- _INSTRUCTIONS TO FOLLOW_
Please give again, exactly and only, the stretch of lines from the one containing "If you could point to the side" to the end of the entries below.

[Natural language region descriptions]

_ _ _

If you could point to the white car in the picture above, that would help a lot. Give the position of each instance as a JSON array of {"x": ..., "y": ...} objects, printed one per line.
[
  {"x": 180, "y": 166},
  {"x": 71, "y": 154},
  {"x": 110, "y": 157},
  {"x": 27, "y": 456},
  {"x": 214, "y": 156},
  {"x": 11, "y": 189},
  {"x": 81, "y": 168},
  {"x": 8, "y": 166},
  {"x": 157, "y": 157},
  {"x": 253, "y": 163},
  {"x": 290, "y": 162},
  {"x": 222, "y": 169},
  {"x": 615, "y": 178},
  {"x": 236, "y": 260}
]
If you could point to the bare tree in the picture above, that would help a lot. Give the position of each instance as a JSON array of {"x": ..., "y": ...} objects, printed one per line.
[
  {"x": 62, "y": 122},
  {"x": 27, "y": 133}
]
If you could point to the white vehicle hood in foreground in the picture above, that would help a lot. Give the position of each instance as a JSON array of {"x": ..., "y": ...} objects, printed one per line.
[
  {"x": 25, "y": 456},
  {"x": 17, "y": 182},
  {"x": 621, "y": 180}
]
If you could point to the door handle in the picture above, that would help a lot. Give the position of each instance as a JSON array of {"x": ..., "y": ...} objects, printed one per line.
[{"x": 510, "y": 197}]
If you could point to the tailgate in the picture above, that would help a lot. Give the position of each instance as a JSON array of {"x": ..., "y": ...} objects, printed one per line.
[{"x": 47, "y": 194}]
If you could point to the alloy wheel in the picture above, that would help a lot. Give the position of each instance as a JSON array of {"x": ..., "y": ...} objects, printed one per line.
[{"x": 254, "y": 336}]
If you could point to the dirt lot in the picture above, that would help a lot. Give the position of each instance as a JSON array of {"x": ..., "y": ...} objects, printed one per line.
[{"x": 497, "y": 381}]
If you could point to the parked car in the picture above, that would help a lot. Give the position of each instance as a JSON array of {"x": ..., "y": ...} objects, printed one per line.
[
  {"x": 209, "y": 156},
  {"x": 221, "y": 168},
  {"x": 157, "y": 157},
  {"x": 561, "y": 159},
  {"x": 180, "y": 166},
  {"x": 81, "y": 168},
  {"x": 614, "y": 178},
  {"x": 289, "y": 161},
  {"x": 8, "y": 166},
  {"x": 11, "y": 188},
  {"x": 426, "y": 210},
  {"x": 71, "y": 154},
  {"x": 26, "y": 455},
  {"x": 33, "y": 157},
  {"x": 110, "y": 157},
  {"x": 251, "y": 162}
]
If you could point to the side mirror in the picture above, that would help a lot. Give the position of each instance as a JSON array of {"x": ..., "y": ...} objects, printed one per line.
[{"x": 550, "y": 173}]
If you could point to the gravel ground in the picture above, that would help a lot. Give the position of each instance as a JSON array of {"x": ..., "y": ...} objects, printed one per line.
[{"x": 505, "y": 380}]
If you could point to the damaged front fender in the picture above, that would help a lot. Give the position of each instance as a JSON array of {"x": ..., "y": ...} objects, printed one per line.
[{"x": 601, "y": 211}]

_ _ _

- _ANSWER TO THE PROBLEM_
If you could point to the side mirror in the picture above, that would help a lot. Give the position of each instance as a JSON array of {"x": ..., "y": ...} objects, printed one per line.
[{"x": 550, "y": 173}]
If you could point to the gravel ground in the picture above, that would help a lot. Give the position of each instance as a JSON array of {"x": ..., "y": ...} objects, printed one per line.
[{"x": 505, "y": 380}]
If you could point to the damaged front fender in the picture above, that would help a lot. Give the position of each instance as a JSON array of {"x": ..., "y": ...} objects, printed one per line.
[{"x": 601, "y": 211}]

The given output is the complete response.